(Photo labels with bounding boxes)
########

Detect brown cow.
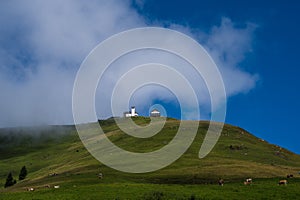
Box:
[278,180,287,185]
[218,179,224,186]
[244,178,252,185]
[286,174,294,178]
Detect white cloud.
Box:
[0,0,256,127]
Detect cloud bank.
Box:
[0,0,257,127]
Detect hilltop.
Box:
[0,117,300,198]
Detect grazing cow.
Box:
[286,174,294,178]
[218,179,224,186]
[27,188,34,191]
[244,178,252,185]
[278,180,287,185]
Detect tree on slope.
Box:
[4,172,17,188]
[19,166,27,181]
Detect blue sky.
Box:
[0,0,300,153]
[134,0,300,153]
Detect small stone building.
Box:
[150,109,160,117]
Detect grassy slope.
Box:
[0,117,300,198]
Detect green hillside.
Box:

########

**TASK DESCRIPTION:** Copy out all of the material above word for word, leaving out the pictures.

**COMPLETE RESPONSE:**
Detect brown cow.
Box:
[278,180,287,185]
[218,179,224,186]
[244,178,252,185]
[286,174,294,178]
Detect white cloud.
Box:
[0,0,256,127]
Detect cloud bank.
Box:
[0,0,257,127]
Detect hilltop.
Box:
[0,117,300,198]
Detect grazing cow.
Box:
[286,174,294,178]
[218,179,224,186]
[27,188,34,191]
[244,178,252,185]
[278,180,287,185]
Detect tree on slope.
Box:
[4,172,17,188]
[19,166,27,181]
Detect blue sky.
Box:
[0,0,300,153]
[134,0,300,153]
Detect small stone building.
Box:
[150,109,160,117]
Detect grassy slope.
Box:
[0,117,300,198]
Detect green hillside.
Box:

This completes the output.